# Campsite deposit in Switzerland



## DaveJane

Hi all, we are planning to stay at Camping Hobby 3 in Interlaken in June. 
To book the site we need to send 120 CHF deposit. If I set up the campsite myself on my internet banking it will cost me £10. if the bank do this for me it will be £20. either way is a large proportion of the deposit.
I wondered if anyone had a cheaper way of doing this please? I'm beginning to think the easiest way is choose a site that accepts credit cards :lol: 

Dave


----------



## DTPCHEMICALS

I had the same problem with prebooking a site for motogp in Assen.
I was charged £40 by the receiving bank.

ne disadvantage of not using the same currency.

Use Ccard if possible.

Hopefully we will be in the area in june this year. No pre booked sites though.
Dave p


----------



## Mrplodd

Try Lazy Rancho which is just down the road. I am pretty sure they accept CC payment 

I stayed there a couple of years ago, the pitches are, how shall I put this?? "tight"! well they certainly were in August !! 

Nice facilities and close to a frequent bus service into town and you get a free local bus pass to use on it. The pass also counts for a discount off trips from Interlaken so produce it every time you buy any sort of travel ticket to get a few Euro's off. Every little helps!!


----------



## DaveJane

Thanks Dave P, interesting thought that I may be charged by the receiving bank too.

Mrplodd, yes Lazy Rancho do take cards. Its also bookable by CC and CCC too. I was looking at their websites and it seems Hobby have built a new shower block and have new hard standing so thought we would give it a go but the deposit withought accepting cards will make it more complicated.

Maybe we will take the easy option and book Lazy Rancho or just travel on spec and hope they have a pitch which is what we will do for the rest of the holiday.


----------



## Cyclewalkbob

Try the TCS site in Interlaken, they require only 100SF deposit and take credit cards.

We are there in end June - july


----------



## Sideways86

As already said go Lazy Rancho, good site and nice people. I had 7.6mtr camper plus motorbike trailer and they accommodated us no problems.


It gets very busy July-August time booked via CC


Regards


----------



## Cyclewalkbob

Try the TCS site in Interlaken, they require only 100SF deposit and take credit cards.

We are there in end June - july


----------



## DianneT

We have stopped at Camping Stuhlegg, a beautiful campsite and takes ACSI Camping Card in June. With ACSI you do not need to send deposit and at that time of year I would not book. Just email or telephone them 3 or so days ahead.


----------



## ob1

If you've got the nerve contact Camping Hobby and ask them if they can arrange for you to leave your deposit with Lazy Rancho, it's the same family.

(Dataset lines)

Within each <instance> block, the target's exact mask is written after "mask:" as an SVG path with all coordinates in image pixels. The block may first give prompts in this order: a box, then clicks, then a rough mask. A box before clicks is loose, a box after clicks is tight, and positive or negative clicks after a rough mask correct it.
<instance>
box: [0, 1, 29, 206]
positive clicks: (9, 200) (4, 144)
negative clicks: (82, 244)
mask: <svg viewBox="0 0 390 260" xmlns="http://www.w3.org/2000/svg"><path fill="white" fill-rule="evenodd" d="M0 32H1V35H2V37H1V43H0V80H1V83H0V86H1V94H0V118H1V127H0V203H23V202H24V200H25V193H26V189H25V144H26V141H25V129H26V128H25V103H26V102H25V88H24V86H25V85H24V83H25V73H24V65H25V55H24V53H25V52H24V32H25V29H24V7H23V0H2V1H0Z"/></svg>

Set of tasks
1 - Reproduce the stretch of the campsite deposit thread from "To book the" through "motogp in Assen.", swapping "deposit" for "down payment".
2 - According to the campsite deposit thread, what deposit does the TCS site in Interlaken require?

Exercise results
1 -
To book the site we need to send 120 CHF down payment. If I set up the campsite myself on my internet banking it will cost me £10. if the bank do this for me it will be £20. either way is a large proportion of the down payment.
I wondered if anyone had a cheaper way of doing this please? I'm beginning to think the easiest way is choose a site that accepts credit cards :lol: 

Dave


----------



## DTPCHEMICALS

I had the same problem with prebooking a site for motogp in Assen.

2 - Only 100SF.